■ **EXERCISE**
Show every line of the records below that contains the string "like", copying each line in full. Matching is case-sensitive.

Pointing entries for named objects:
#####

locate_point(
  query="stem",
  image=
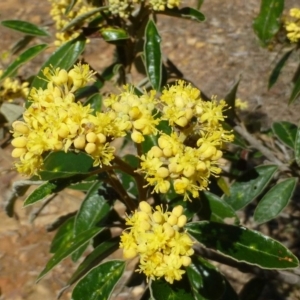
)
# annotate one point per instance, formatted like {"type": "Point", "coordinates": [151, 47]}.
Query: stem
{"type": "Point", "coordinates": [115, 182]}
{"type": "Point", "coordinates": [126, 168]}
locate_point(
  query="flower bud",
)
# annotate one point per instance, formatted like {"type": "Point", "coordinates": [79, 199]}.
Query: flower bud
{"type": "Point", "coordinates": [20, 127]}
{"type": "Point", "coordinates": [91, 137]}
{"type": "Point", "coordinates": [90, 148]}
{"type": "Point", "coordinates": [79, 142]}
{"type": "Point", "coordinates": [19, 142]}
{"type": "Point", "coordinates": [145, 207]}
{"type": "Point", "coordinates": [181, 221]}
{"type": "Point", "coordinates": [177, 211]}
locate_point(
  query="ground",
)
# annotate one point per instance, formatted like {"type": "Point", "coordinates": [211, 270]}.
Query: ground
{"type": "Point", "coordinates": [213, 55]}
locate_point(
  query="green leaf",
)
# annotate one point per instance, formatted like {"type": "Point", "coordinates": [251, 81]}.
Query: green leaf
{"type": "Point", "coordinates": [276, 71]}
{"type": "Point", "coordinates": [111, 34]}
{"type": "Point", "coordinates": [243, 245]}
{"type": "Point", "coordinates": [99, 283]}
{"type": "Point", "coordinates": [93, 210]}
{"type": "Point", "coordinates": [99, 253]}
{"type": "Point", "coordinates": [64, 57]}
{"type": "Point", "coordinates": [61, 165]}
{"type": "Point", "coordinates": [73, 245]}
{"type": "Point", "coordinates": [163, 290]}
{"type": "Point", "coordinates": [25, 27]}
{"type": "Point", "coordinates": [95, 101]}
{"type": "Point", "coordinates": [253, 289]}
{"type": "Point", "coordinates": [285, 132]}
{"type": "Point", "coordinates": [276, 199]}
{"type": "Point", "coordinates": [63, 237]}
{"type": "Point", "coordinates": [295, 91]}
{"type": "Point", "coordinates": [185, 13]}
{"type": "Point", "coordinates": [22, 59]}
{"type": "Point", "coordinates": [40, 193]}
{"type": "Point", "coordinates": [297, 146]}
{"type": "Point", "coordinates": [206, 281]}
{"type": "Point", "coordinates": [230, 100]}
{"type": "Point", "coordinates": [152, 53]}
{"type": "Point", "coordinates": [267, 23]}
{"type": "Point", "coordinates": [249, 186]}
{"type": "Point", "coordinates": [216, 209]}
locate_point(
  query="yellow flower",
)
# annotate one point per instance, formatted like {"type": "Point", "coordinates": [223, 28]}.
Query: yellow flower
{"type": "Point", "coordinates": [159, 241]}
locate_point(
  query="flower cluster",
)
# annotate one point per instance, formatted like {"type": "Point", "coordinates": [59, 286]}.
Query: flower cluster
{"type": "Point", "coordinates": [293, 26]}
{"type": "Point", "coordinates": [12, 88]}
{"type": "Point", "coordinates": [54, 122]}
{"type": "Point", "coordinates": [61, 19]}
{"type": "Point", "coordinates": [159, 240]}
{"type": "Point", "coordinates": [190, 154]}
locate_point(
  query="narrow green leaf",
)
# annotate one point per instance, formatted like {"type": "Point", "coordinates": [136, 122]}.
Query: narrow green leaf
{"type": "Point", "coordinates": [297, 146]}
{"type": "Point", "coordinates": [230, 100]}
{"type": "Point", "coordinates": [61, 165]}
{"type": "Point", "coordinates": [216, 209]}
{"type": "Point", "coordinates": [64, 57]}
{"type": "Point", "coordinates": [25, 27]}
{"type": "Point", "coordinates": [99, 283]}
{"type": "Point", "coordinates": [93, 211]}
{"type": "Point", "coordinates": [152, 53]}
{"type": "Point", "coordinates": [295, 91]}
{"type": "Point", "coordinates": [206, 281]}
{"type": "Point", "coordinates": [278, 67]}
{"type": "Point", "coordinates": [70, 248]}
{"type": "Point", "coordinates": [111, 34]}
{"type": "Point", "coordinates": [22, 59]}
{"type": "Point", "coordinates": [276, 199]}
{"type": "Point", "coordinates": [40, 193]}
{"type": "Point", "coordinates": [285, 132]}
{"type": "Point", "coordinates": [95, 257]}
{"type": "Point", "coordinates": [163, 290]}
{"type": "Point", "coordinates": [243, 245]}
{"type": "Point", "coordinates": [63, 237]}
{"type": "Point", "coordinates": [249, 186]}
{"type": "Point", "coordinates": [267, 23]}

#####

■ **EXERCISE RESPONSE**
# annotate one point per instance, formatted like {"type": "Point", "coordinates": [151, 47]}.
# annotate one point per instance, formatted like {"type": "Point", "coordinates": [79, 199]}.
# annotate one point per instance, formatted like {"type": "Point", "coordinates": [211, 270]}.
# annotate one point per instance, formatted like {"type": "Point", "coordinates": [251, 81]}.
# annotate one point per instance, formatted like {"type": "Point", "coordinates": [223, 28]}.
# annotate one point per instance, formatted like {"type": "Point", "coordinates": [59, 286]}.
# annotate one point per instance, formatted like {"type": "Point", "coordinates": [136, 122]}.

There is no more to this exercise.